* SOURCE EXCERPT:
>>>

In one embodiment the melt filtered mixture is passed through a die head and pelletized by either strand pelletization or underwater pelletization. The pelletized material may be packaged, stored and transported. In one embodiment the pellets are packaged into metal foil lined plastic bags, typically polypropylene bags, or metal foil lined paper bags. Substantially all of the air can be evacuated from the pellet filled bags.
In one embodiment, the thermoplastic composition is substantially free of visible particulate impurities. Visible particulates or “black specks” are dark or colored particulates generally visible to the human eye without magnification and having an average diameter of 40 micrometers or greater. Although some people are able to without magnification visually detect particles having an average diameter smaller than 30 micrometers and other people can detect only particles having an average diameter larger than 40 micrometers, the terms “visible particles,” “visible particulates,” and “black specks” when used herein without reference to a specified average diameter means those particulates having an average diameter of 40 micrometers or greater. As used herein, the term “substantially free of visible particulate impurities” when applied to the thermoplastic composition means that when the composition is injection molded to form 5 plaques having dimensions of 75 millimeters×50 millimeters and having a thickness of 3 millimeters and the plaques are visually inspected on all sides for black specks with the naked eye the total number of black specks for all five plaques is less than or equal to 100, or, more specifically, less than or equal to 70, or, even more specifically, less than or equal to 50.
In one embodiment the pellets are melted and the composition applied to the conductor by a suitable method such as extrusion coating to form a coated wire. For example, a coating extruder equipped with a screw, crosshead, breaker plate, distributor, nipple, and die can be used. The melted thermoplastic composition forms a covering disposed over a circumference of the conductor. Extrusion coating may employ a single taper die, a double taper die, other appropriate die or combination of dies to position the conductor centrally and avoid die lip build up.
In one embodiment, the composition is applied to the conductor to form a covering disposed over the conductor. Additional layers may be applied to the covering.

<<<

* LIST OF TASKS:
1. In the excerpt, what average diameter must a particulate have to count as a visible particulate, or "black speck"?
2. Duplicate the excerpt between "In one embodiment the melt" and "pellet filled bags.", inclusive.
The rows that come after the excerpt are separate material.

* STORED RECORDS:
>>>

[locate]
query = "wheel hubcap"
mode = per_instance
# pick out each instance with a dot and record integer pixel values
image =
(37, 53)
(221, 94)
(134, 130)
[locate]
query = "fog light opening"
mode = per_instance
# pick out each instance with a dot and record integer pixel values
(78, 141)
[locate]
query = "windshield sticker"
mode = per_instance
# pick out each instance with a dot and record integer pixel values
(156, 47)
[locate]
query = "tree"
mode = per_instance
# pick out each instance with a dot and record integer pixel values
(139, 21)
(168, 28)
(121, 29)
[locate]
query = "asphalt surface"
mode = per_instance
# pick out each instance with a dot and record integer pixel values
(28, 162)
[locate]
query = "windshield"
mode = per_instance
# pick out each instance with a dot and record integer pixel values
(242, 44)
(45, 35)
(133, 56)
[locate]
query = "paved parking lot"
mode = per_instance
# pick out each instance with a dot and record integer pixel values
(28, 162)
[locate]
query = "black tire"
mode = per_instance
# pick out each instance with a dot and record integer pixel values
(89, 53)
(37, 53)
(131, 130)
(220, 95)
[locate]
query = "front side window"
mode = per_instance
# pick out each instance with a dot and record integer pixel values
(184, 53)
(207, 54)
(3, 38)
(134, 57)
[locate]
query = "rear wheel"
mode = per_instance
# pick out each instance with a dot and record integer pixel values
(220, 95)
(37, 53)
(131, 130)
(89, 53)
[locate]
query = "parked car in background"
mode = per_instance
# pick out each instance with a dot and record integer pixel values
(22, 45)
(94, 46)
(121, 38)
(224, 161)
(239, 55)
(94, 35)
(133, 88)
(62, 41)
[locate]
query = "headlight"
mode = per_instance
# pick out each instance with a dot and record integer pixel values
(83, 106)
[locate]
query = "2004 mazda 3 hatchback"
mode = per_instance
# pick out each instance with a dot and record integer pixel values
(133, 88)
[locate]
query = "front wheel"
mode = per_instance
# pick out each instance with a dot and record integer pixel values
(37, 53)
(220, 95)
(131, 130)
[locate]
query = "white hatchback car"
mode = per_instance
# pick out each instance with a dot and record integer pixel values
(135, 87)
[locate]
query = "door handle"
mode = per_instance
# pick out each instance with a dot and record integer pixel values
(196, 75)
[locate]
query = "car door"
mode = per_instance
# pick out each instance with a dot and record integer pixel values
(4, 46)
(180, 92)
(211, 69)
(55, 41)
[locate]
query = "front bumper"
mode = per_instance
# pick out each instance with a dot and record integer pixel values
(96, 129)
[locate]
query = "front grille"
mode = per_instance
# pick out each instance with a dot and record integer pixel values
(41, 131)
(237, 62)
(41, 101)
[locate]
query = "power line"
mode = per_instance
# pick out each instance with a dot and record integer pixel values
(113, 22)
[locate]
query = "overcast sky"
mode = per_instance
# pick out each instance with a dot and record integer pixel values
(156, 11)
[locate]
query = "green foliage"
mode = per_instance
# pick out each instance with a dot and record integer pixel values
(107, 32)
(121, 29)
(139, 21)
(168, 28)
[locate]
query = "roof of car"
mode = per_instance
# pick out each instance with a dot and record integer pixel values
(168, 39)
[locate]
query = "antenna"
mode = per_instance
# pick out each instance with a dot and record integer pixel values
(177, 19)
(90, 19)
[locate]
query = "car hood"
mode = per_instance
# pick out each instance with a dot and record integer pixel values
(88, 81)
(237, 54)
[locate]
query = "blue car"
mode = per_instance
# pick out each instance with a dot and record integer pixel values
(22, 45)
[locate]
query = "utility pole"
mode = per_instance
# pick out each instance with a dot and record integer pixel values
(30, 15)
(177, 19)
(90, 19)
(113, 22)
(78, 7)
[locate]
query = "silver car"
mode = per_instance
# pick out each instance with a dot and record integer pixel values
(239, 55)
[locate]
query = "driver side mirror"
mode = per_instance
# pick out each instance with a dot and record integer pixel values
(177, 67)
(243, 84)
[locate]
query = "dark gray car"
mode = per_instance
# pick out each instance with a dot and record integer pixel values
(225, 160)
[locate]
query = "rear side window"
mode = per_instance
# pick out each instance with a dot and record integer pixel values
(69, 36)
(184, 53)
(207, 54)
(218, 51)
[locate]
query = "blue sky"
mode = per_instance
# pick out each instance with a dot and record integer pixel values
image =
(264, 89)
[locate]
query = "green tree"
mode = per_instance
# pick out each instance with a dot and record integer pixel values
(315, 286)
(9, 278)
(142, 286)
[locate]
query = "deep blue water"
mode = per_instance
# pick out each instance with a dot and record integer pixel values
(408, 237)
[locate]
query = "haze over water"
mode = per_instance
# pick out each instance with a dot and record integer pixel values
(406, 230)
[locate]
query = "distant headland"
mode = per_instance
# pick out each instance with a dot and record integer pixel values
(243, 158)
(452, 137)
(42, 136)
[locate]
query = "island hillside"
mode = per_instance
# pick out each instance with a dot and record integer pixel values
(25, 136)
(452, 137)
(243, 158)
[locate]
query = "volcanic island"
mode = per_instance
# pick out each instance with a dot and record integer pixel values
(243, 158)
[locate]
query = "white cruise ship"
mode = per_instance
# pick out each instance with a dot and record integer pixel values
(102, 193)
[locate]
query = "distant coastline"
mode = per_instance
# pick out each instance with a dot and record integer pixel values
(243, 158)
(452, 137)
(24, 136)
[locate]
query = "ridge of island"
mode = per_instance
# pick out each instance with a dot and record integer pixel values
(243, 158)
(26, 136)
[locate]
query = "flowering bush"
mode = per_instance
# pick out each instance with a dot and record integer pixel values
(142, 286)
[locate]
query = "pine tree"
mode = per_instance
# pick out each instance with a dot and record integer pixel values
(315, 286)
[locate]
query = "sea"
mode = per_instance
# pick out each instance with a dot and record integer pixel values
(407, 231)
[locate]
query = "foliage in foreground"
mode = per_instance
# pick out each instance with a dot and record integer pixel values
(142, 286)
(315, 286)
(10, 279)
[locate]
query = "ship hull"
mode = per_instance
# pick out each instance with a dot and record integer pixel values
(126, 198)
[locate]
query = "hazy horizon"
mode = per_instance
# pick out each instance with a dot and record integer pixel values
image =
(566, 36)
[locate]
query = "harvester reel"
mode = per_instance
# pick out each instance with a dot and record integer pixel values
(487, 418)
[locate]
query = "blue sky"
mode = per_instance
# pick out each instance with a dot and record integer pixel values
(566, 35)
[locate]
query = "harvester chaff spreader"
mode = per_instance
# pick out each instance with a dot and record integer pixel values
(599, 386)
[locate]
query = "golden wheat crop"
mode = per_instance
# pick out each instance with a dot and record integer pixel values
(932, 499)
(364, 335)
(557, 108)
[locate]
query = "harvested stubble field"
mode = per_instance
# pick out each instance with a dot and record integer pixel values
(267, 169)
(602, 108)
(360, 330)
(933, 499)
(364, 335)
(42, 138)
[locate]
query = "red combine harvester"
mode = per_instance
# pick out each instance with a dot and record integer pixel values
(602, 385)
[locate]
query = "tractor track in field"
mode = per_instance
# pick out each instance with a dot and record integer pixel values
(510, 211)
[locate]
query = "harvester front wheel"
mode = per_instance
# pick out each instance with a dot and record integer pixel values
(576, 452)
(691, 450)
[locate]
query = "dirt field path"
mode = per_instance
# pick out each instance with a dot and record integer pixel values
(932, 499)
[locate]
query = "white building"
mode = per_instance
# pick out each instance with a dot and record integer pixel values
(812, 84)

<<<

* SOLUTIONS TO THE TASKS:
1. An average diameter of 40 micrometers or greater.

2.
In one embodiment the melt filtered mixture is passed through a die head and pelletized by either strand pelletization or underwater pelletization. The pelletized material may be packaged, stored and transported. In one embodiment the pellets are packaged into metal foil lined plastic bags, typically polypropylene bags, or metal foil lined paper bags. Substantially all of the air can be evacuated from the pellet filled bags.